---- Dataset records
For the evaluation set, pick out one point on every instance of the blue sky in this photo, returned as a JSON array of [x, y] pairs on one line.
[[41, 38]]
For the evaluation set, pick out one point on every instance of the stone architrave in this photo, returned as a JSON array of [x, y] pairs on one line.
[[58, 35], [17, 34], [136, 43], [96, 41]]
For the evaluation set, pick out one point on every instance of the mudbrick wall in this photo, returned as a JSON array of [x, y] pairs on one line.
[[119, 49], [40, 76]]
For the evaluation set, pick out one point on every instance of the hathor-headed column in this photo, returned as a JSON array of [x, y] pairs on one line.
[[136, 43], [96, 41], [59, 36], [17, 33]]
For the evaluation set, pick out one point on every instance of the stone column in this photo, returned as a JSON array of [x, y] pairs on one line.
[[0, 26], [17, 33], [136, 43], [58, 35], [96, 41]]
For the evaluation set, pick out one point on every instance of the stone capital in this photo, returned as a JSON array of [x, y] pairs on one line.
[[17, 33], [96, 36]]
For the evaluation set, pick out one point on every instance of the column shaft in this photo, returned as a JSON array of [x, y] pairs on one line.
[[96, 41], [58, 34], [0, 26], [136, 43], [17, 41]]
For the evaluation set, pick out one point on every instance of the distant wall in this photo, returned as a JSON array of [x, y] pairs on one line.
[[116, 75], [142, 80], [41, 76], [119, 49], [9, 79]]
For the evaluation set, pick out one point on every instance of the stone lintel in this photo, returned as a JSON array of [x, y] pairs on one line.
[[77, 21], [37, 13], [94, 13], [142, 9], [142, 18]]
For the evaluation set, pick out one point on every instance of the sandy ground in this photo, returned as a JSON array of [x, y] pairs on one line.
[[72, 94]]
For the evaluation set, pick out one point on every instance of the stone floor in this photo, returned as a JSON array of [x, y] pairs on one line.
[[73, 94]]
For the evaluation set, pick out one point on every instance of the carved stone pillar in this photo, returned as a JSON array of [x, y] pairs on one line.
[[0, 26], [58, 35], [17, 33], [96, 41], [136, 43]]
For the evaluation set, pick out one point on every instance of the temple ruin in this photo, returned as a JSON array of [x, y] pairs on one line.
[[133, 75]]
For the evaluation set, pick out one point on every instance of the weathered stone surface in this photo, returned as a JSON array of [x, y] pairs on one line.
--------
---- Dataset records
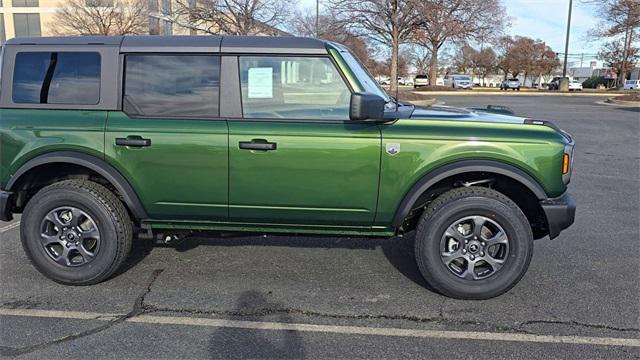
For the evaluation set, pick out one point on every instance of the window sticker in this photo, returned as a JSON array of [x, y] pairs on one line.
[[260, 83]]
--------
Work required:
Please write out again every line from the one containing "of the blue" down to the one containing "[[0, 26], [17, 33], [136, 43], [58, 35], [96, 41]]", both included, keeping the records as they are and adding 100 to each x and y coordinate in the answers.

Finished exercise:
For the evaluation set, pick out one point on every instance of the blue sky in this photo, returned as a JSON array of [x, y] pairs on one line.
[[141, 138]]
For the evaluation set, pick out one point on every instance of the stone architrave in this photo, returned as a JSON array of [x, y] pairs on one line.
[[158, 135], [117, 134], [236, 143], [196, 141]]
For the evaluation set, pick out one point on every instance of the mudbrick wall in this photo, returned as a JSON array of [x, y] pairs on one line.
[[219, 149], [140, 176]]
For the evaluation set, pick out one point on every instance of the hathor-headed column in this photo, returned as a JSON array of [x, y] pairs on one line.
[[236, 143], [196, 141], [159, 136], [117, 133]]
For the evaluation set, pick out one point on every instance of the stone column in this photo, returned as a JSON array of [x, y] pairs on one line.
[[100, 126], [117, 133], [236, 143], [158, 135], [196, 141]]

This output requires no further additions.